===== SOURCE RECORDS =====
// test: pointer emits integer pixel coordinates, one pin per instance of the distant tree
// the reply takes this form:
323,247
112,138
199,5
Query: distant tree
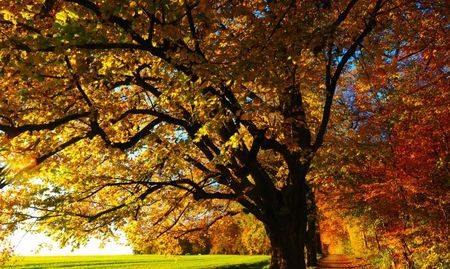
133,108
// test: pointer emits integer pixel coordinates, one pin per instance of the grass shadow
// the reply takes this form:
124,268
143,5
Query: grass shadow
258,265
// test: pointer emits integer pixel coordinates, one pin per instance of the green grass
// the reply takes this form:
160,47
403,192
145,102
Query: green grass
140,262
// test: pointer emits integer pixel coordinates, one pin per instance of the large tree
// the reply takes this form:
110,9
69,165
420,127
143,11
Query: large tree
126,107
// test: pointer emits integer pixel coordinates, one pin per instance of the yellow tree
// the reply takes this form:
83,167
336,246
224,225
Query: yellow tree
113,109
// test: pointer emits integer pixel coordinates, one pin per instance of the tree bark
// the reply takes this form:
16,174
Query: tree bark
311,230
287,242
286,226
=====
EXERCISE OBJECTIVE: Copy out every line of the records above word for word, omitting the pictures.

ANSWER TO THE EXERCISE:
// test: pointer emits integer pixel coordinates, one pin per instance of the distant tree
// the reply takes this form:
323,247
112,138
199,5
Query: distant tree
133,108
// test: pointer emits integer pixel coordinates, one pin per instance of the grass shadow
// the reply takes this form:
124,268
143,5
Query: grass shadow
258,265
// test: pointer emits integer pixel coordinates, one pin per instance of the green grass
// the reply takes this form:
160,47
403,192
145,102
Query: green grass
140,262
// test: pointer emits integer pixel coordinates, one pin per instance of the large tree
// the reply takes this form:
110,9
69,165
420,127
143,11
Query: large tree
126,107
// test: pointer emits integer pixel coordinates, one pin per instance of the yellow tree
// the reply takes this form:
83,167
336,246
224,225
Query: yellow tree
113,109
// test: pointer emits integer pixel coordinates, one pin per instance of the tree bark
// the reply takes this form:
16,174
Query: tree bark
311,230
287,242
286,226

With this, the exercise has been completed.